*EJERCICIO PROPUESTO A*
Resume en forma de lista breve el párrafo del pasaje que empieza por «Original también de Clara» y conserva sus datos principales.
*EJERCICIO PROPUESTO B*
Transcribe sin cambios el fragmento del pasaje que va desde «Original también de» hasta «sensatez de juicio.», ambos incluidos.

Original también de Clara es la institución de las «discretas» en número de ocho, que forman un consejo reducido de la abadesa, la cual tiene la obligación de consultarles «en las cosas que requiere la forma de nuestra vida» (RCl 4,23). El vocablo «discretas» se refiere al arte de discernir, de la sensatez de juicio.

[24] La experiencia del Capítulo, en el pequeño grupo establecido en torno a Francisco, es una experiencia espontánea y típica, datable inmediatamente desde el momento en que los compañeros del santo -enviados por él de dos en dos a anunciar el Evangelio- se volvían a encontrar juntos en la Porciúncula, como estimulados por el Espíritu del Señor movidos por su deseo y por su solicitud de encontrarse de nuevo juntos; es también el primer ejemplo del «Capítulo de culpas» de la historia franciscana: «cuentan luego las bondades que el Señor misericordioso ha obrado en ellos, y, por si han sido negligentes e ingratos en alguna medida, humildemente piden corrección y penitencia a su santo Padre y la aceptan con amor» (1 Cel 30). Y siempre, en el fluir de los primeros años, el Capítulo en S. Verecundo de Vallingegno, en el paso hacia Gubbio, con los primeros trescientos hermanos, atestiguado por la Legenda de Passione S. Verecundi militis et martyris, y los Capítulos atestiguados por Jacobo de Vitry, uno al año, en 1216, pero que ya son dos veces al año en su Historia orientalis.

No existe nada tan típicamente franciscano como este «cotejo» de Francisco con sus compañeros: «una manera original de ponerse en relación unos con otros para ser fraternales; para buscar los medios, los métodos, para actuar desde las opciones; para concretar la inspiración y llevarla adelante conjuntamente: en la fidelidad a la Iglesia, a la conciencia, al carisma, al Espíritu».

Clara ha aprendido de Francisco a realizar esto con sus Hermanas, una vez a la semana. Cuando el grupo es genuino, no forzado, la acusación por las culpas de negligencia es espontánea; y encontrarse juntas se convierte en un medio dinámico por excelencia, que desarrolla la inspiración carismática y la aplica a las situaciones particulares de la vida concreta. Búsqueda vivida conjuntamente acerca de lo que concierne a «la utilidad y decoro del monasterio», con toda la responsabilidad del significado que la palabra honestas tiene en Clara, que va desde la perfección evangélica a la honradez que proviene de un buen testimonio. Honestas aparece seis veces en la RCl (2,16; 4,17; 6,14; 7,1; 12,2.5) y dos veces en el TestCl (54 y 56), otras cinco veces en forma adverbial y en adjetivo. Su traducción forzadamente diferente refleja exactamente la amplia escala de significados que están entre los dos extremos.

Filas de datos de anotación de recuadros
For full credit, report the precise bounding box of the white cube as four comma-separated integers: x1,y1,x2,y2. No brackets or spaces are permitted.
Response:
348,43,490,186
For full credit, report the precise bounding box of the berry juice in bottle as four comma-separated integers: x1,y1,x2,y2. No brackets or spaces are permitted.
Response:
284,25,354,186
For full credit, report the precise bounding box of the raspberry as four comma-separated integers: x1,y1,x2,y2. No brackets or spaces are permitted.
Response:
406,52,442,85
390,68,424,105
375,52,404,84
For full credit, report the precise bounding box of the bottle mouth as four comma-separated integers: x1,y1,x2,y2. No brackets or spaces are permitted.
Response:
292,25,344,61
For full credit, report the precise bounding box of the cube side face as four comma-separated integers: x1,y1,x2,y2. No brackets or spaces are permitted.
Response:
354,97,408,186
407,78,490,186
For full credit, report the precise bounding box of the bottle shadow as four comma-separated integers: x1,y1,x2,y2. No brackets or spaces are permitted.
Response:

*RESULTADO CORRECTO A*
- Clara instituyó las «discretas», que son ocho.
- Forman un consejo reducido de la abadesa.
- La abadesa tiene la obligación de consultarlas «en las cosas que requiere la forma de nuestra vida» (RCl 4,23).
- El término «discretas» alude al arte de discernir y a la sensatez de juicio.

*RESULTADO CORRECTO B*
Original también de Clara es la institución de las «discretas» en número de ocho, que forman un consejo reducido de la abadesa, la cual tiene la obligación de consultarles «en las cosas que requiere la forma de nuestra vida» (RCl 4,23). El vocablo «discretas» se refiere al arte de discernir, de la sensatez de juicio.